» EXERCISE TASK:
Could you write out the lines below again with every "sweatshirt" swapped for "pullover", keeping everything else the same and leaving the pictures out?

□ □ □ □ □ □ □

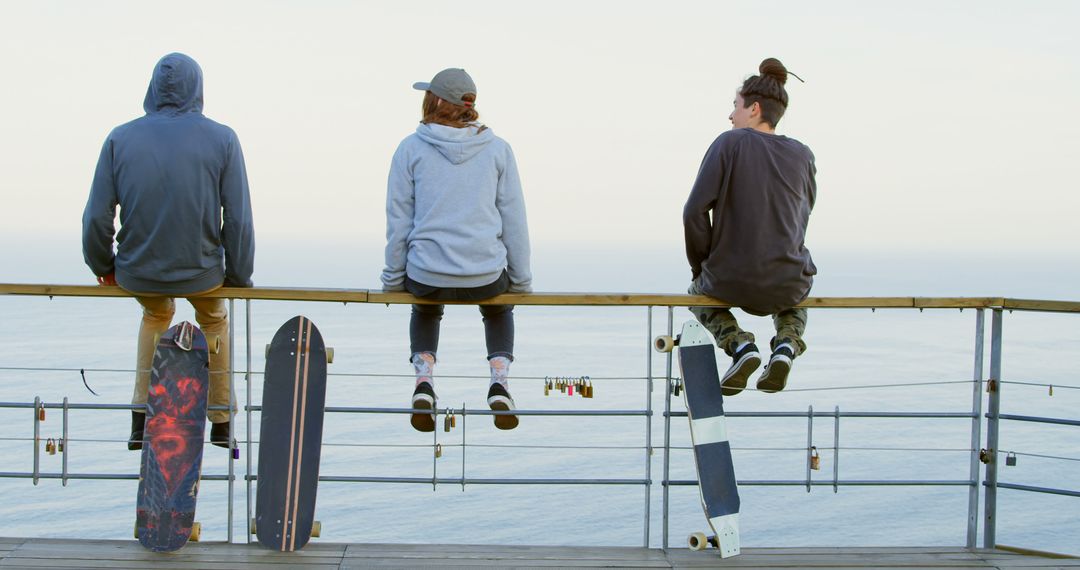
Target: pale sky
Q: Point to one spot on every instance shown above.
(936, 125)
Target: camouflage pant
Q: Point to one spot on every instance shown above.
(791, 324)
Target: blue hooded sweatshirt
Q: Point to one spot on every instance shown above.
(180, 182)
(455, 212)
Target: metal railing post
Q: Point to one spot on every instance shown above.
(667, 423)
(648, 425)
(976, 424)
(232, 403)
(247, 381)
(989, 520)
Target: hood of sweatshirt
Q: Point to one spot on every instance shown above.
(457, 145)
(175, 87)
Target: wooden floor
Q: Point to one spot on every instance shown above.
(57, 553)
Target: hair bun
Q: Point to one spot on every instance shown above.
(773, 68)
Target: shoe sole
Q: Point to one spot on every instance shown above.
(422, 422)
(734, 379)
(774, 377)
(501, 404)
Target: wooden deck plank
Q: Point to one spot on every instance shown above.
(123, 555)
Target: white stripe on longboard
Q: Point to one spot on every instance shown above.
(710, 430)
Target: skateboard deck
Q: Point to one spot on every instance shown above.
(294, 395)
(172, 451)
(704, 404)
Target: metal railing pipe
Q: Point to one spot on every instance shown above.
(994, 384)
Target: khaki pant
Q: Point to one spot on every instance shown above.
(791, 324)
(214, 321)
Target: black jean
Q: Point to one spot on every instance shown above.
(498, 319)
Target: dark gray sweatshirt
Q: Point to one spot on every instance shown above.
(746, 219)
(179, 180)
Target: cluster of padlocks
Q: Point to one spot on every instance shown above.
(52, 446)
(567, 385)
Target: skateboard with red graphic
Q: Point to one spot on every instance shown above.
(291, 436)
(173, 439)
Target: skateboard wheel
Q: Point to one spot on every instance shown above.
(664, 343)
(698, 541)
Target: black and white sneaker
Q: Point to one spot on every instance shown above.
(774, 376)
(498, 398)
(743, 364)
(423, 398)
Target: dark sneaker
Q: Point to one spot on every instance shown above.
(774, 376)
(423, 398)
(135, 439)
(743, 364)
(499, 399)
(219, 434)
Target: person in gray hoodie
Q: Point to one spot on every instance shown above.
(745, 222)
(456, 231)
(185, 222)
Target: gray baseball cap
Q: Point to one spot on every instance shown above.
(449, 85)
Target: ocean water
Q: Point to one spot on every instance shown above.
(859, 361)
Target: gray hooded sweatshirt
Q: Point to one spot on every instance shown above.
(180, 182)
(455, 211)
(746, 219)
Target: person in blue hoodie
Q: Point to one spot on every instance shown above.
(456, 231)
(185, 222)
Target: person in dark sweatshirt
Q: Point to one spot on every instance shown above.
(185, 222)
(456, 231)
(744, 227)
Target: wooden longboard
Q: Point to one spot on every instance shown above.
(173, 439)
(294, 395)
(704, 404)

□ □ □ □ □ □ □

» EXERCISE RESULT:
Target: pale sky
Q: Point to one spot on every instance shown above.
(936, 125)
Target: camouflage pant
Q: Point to one spot on every instance shown above.
(791, 324)
Target: blue hooded pullover
Q: Point to one spot on every instance shown above.
(180, 182)
(455, 212)
Target: metal railing post
Q: Point to one spot on every instance shown above.
(667, 423)
(648, 425)
(976, 424)
(232, 403)
(247, 381)
(989, 520)
Target: hood of pullover
Q: Point to one spot on every instance shown above.
(457, 145)
(175, 87)
Target: wooden floor
Q: Point to one spot on every instance shown above.
(57, 553)
Target: hair bun
Q: Point to one spot on every instance shown above.
(773, 68)
Target: shoe sole
Q: Point to one spot on every instance shown above.
(422, 422)
(734, 379)
(774, 377)
(501, 404)
Target: wooden deck plank
Q: Point to one spot on every instance shown above.
(123, 555)
Target: white stripe on longboard
Q: Point to one spot on every instance shown above.
(710, 430)
Target: skateboard deck
Q: Point to one spot on every instance shown above.
(294, 395)
(172, 451)
(704, 404)
Target: metal railing pipe
Q: Point to one spot on every instance shown above.
(994, 384)
Target: khaki pant
Q: Point to one spot on every instance shown above.
(791, 324)
(214, 321)
Target: black jean
Q: Point to one spot on every instance shown above.
(498, 319)
Target: dark gray pullover
Q: Point to one spot on every instance shown above.
(746, 219)
(179, 180)
Target: cluster of padlocks
Q: Point to one spot on every instance shown above.
(52, 446)
(567, 385)
Target: skateboard with red graphic
Q: Point to one spot on every instance shown above.
(291, 436)
(173, 439)
Target: skateboard wheel
Q: Point to one spot on every instance shown above.
(664, 343)
(698, 541)
Target: black and white sneaker
Q: Point to one spot on every instance shown above.
(774, 376)
(498, 398)
(743, 364)
(423, 398)
Target: dark sneaker
Q: Point to one spot on every instance shown above.
(774, 376)
(423, 398)
(135, 439)
(743, 364)
(499, 399)
(219, 434)
Target: person in gray hoodie
Q: Point to one spot on every instance shown above.
(745, 222)
(456, 231)
(185, 222)
Target: gray baseball cap
Q: Point to one spot on every instance shown above.
(449, 85)
Target: ocean water
Q: Point to one spot on every instance shown above.
(859, 361)
Target: gray hooded pullover
Q: Point to one spot on every instance shown above.
(180, 182)
(455, 211)
(746, 219)
Target: person in blue hoodie
Q: Point to one spot on every instance shown above.
(456, 231)
(185, 222)
Target: person in dark pullover
Q: Point to one spot on every instance shown above.
(185, 222)
(456, 231)
(744, 227)
Target: wooden longboard
Q: Point to one spot on every instance shown above.
(173, 439)
(294, 395)
(704, 404)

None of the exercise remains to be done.